Rewrite the material below, replacing every "marker" with "point" and leaving everything else unchanged.

# START OF Input for this task

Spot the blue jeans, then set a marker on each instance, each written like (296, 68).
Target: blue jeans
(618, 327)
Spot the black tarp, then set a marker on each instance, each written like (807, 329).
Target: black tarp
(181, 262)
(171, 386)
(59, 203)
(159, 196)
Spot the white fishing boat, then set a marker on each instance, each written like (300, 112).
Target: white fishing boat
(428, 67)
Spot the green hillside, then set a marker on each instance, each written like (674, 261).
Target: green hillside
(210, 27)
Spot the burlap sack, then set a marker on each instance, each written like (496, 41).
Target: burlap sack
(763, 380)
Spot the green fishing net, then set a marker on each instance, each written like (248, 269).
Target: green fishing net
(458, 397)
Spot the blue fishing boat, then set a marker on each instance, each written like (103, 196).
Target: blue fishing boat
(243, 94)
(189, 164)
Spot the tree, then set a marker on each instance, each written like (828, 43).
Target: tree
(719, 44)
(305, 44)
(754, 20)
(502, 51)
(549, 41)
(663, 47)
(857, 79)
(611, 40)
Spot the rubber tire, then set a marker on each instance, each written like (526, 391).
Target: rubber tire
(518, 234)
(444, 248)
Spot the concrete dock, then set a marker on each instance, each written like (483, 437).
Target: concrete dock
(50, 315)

# END OF Input for this task

- [Solution for this exercise]
Spot the blue jeans, then set a point on each instance, each written like (296, 68).
Target: blue jeans
(618, 327)
Spot the black tarp, then set a point on each instance, each written like (807, 329).
Target: black tarp
(181, 262)
(171, 386)
(59, 203)
(159, 196)
Spot the white fishing boat, then set a point on each instance, each written like (300, 112).
Target: white fishing boat
(428, 67)
Spot the green hillside, then set a point on each instance, each written like (674, 261).
Target: green hillside
(210, 27)
Spot the burlap sack, then set a point on each instance, each written like (496, 41).
Target: burlap sack
(763, 380)
Spot the green fishing net, then set a point on each instance, each written like (248, 269).
Target: green fishing net
(458, 397)
Spot the blue fishing boat, then set a point on each instance, each written like (103, 196).
Target: blue fishing boat
(243, 94)
(189, 164)
Spot the tree, then set a point on each instance, each written like (828, 43).
Target: tree
(719, 44)
(305, 44)
(754, 20)
(502, 51)
(549, 41)
(663, 47)
(857, 79)
(611, 40)
Spot the rubber tire, then set a point on each instance, each written like (526, 391).
Target: rubber tire
(518, 234)
(444, 248)
Spot the concrete dock, then set a point on each instance, each written like (483, 437).
Target: concrete dock
(50, 315)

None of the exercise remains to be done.